Instructions to follow:
The output should be all entries, each matching the original exactly.
-------- Records to process --------
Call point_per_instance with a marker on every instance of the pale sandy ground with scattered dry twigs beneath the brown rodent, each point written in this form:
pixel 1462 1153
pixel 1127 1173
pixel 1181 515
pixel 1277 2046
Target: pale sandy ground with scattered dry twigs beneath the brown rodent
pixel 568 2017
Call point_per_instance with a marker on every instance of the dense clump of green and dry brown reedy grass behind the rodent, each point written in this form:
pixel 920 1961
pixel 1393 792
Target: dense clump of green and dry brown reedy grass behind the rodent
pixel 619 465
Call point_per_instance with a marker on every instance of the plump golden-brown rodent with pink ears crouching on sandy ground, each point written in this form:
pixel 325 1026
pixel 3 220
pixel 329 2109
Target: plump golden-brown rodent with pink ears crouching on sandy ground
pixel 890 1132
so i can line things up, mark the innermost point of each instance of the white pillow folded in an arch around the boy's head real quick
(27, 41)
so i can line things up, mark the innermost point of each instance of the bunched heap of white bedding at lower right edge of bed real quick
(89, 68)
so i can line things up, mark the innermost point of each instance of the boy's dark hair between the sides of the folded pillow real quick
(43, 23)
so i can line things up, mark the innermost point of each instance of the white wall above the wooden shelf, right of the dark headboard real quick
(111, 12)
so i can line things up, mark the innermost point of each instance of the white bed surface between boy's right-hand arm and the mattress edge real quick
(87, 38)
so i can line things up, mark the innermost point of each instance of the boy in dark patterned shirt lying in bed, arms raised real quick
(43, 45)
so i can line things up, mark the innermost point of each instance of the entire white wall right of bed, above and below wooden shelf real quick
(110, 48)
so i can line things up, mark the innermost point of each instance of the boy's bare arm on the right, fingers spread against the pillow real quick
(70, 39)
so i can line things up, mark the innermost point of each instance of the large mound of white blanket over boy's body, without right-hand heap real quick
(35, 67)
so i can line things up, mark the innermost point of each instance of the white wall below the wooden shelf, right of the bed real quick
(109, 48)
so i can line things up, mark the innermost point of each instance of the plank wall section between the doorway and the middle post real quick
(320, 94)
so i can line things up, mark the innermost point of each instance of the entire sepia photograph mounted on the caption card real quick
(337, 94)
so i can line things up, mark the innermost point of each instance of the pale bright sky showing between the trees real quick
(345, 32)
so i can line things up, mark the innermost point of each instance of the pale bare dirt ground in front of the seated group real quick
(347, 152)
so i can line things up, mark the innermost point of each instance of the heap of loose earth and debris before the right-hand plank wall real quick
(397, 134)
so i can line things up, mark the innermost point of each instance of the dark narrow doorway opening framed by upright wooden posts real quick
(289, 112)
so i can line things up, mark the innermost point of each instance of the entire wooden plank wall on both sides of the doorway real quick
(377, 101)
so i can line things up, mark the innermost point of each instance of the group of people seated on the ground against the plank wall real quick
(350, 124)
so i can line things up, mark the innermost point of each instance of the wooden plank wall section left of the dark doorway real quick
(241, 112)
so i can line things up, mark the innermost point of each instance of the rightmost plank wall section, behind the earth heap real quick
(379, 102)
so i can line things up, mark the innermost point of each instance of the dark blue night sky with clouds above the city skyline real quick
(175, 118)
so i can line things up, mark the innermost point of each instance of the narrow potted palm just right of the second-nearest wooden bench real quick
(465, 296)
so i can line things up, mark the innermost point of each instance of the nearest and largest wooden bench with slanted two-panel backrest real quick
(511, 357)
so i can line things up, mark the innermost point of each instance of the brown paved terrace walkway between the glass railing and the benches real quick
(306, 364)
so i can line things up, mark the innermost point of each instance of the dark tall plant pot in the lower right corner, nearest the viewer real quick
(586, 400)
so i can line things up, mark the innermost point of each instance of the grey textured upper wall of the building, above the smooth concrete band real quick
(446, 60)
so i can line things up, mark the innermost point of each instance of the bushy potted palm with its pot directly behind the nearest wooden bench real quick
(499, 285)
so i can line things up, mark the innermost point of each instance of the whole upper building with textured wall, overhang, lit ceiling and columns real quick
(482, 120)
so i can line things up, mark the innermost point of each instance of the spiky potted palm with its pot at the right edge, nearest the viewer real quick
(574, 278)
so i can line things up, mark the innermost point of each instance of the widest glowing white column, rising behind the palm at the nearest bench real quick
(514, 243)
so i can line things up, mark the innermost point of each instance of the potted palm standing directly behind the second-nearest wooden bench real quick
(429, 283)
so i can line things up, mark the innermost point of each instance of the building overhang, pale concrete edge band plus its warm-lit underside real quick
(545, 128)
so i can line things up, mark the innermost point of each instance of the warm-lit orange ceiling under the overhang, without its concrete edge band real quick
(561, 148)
--------
Task output:
Call point_per_instance with a marker on every instance of the pale sandy ground with scattered dry twigs beneath the brown rodent, each point written in this form:
pixel 1462 1153
pixel 1127 1173
pixel 1181 515
pixel 1277 2046
Target: pale sandy ground with scattered dry twigs beneath the brown rodent
pixel 568 2017
Call point_per_instance with a marker on every instance of the dense clump of green and dry brown reedy grass behind the rodent, each point written in this form:
pixel 920 1961
pixel 1393 792
Target: dense clump of green and dry brown reedy grass behind the rodent
pixel 619 465
Call point_per_instance with a marker on every instance of the plump golden-brown rodent with pink ears crouching on sandy ground, each point written in this form:
pixel 325 1026
pixel 3 220
pixel 329 2109
Target: plump golden-brown rodent with pink ears crouching on sandy ground
pixel 890 1132
so i can line things up, mark the innermost point of each instance of the white pillow folded in an arch around the boy's head real quick
(27, 41)
so i can line things up, mark the innermost point of each instance of the bunched heap of white bedding at lower right edge of bed real quick
(89, 68)
so i can line things up, mark the innermost point of each instance of the boy's dark hair between the sides of the folded pillow real quick
(43, 23)
so i can line things up, mark the innermost point of each instance of the white wall above the wooden shelf, right of the dark headboard real quick
(111, 12)
so i can line things up, mark the innermost point of each instance of the white bed surface between boy's right-hand arm and the mattress edge real quick
(87, 38)
so i can line things up, mark the innermost point of each instance of the boy in dark patterned shirt lying in bed, arms raised real quick
(43, 45)
so i can line things up, mark the innermost point of each instance of the entire white wall right of bed, above and below wooden shelf real quick
(110, 48)
so i can line things up, mark the innermost point of each instance of the boy's bare arm on the right, fingers spread against the pillow real quick
(70, 39)
so i can line things up, mark the innermost point of each instance of the large mound of white blanket over boy's body, without right-hand heap real quick
(35, 67)
so i can line things up, mark the innermost point of each instance of the white wall below the wooden shelf, right of the bed real quick
(109, 48)
so i can line things up, mark the innermost point of each instance of the plank wall section between the doorway and the middle post real quick
(320, 94)
so i can line things up, mark the innermost point of each instance of the entire sepia photograph mounted on the caption card real quick
(337, 94)
so i can line things up, mark the innermost point of each instance of the pale bright sky showing between the trees real quick
(345, 32)
so i can line things up, mark the innermost point of each instance of the pale bare dirt ground in front of the seated group real quick
(347, 152)
so i can line things up, mark the innermost point of each instance of the heap of loose earth and debris before the right-hand plank wall real quick
(397, 134)
so i can line things up, mark the innermost point of each instance of the dark narrow doorway opening framed by upright wooden posts real quick
(289, 112)
so i can line things up, mark the innermost point of each instance of the entire wooden plank wall on both sides of the doorway real quick
(377, 101)
so i can line things up, mark the innermost point of each instance of the group of people seated on the ground against the plank wall real quick
(350, 124)
so i can line things up, mark the innermost point of each instance of the wooden plank wall section left of the dark doorway real quick
(241, 112)
so i can line things up, mark the innermost point of each instance of the rightmost plank wall section, behind the earth heap real quick
(379, 102)
so i can line things up, mark the innermost point of each instance of the dark blue night sky with clouds above the city skyline real quick
(175, 118)
so i can line things up, mark the innermost point of each instance of the narrow potted palm just right of the second-nearest wooden bench real quick
(465, 296)
so i can line things up, mark the innermost point of each instance of the nearest and largest wooden bench with slanted two-panel backrest real quick
(511, 357)
so i can line things up, mark the innermost point of each instance of the brown paved terrace walkway between the glass railing and the benches real quick
(306, 364)
so i can line things up, mark the innermost point of each instance of the dark tall plant pot in the lower right corner, nearest the viewer real quick
(586, 400)
so i can line things up, mark the innermost point of each instance of the grey textured upper wall of the building, above the smooth concrete band real quick
(446, 60)
so i can line things up, mark the innermost point of each instance of the bushy potted palm with its pot directly behind the nearest wooden bench real quick
(499, 285)
so i can line things up, mark the innermost point of each instance of the whole upper building with textured wall, overhang, lit ceiling and columns real quick
(482, 120)
so i can line things up, mark the innermost point of each instance of the spiky potted palm with its pot at the right edge, nearest the viewer real quick
(574, 278)
so i can line things up, mark the innermost point of each instance of the widest glowing white column, rising behind the palm at the nearest bench real quick
(514, 243)
so i can line things up, mark the innermost point of each instance of the potted palm standing directly behind the second-nearest wooden bench real quick
(429, 283)
so i can line things up, mark the innermost point of each instance of the building overhang, pale concrete edge band plus its warm-lit underside real quick
(545, 128)
so i can line things up, mark the innermost point of each instance of the warm-lit orange ceiling under the overhang, without its concrete edge band real quick
(561, 148)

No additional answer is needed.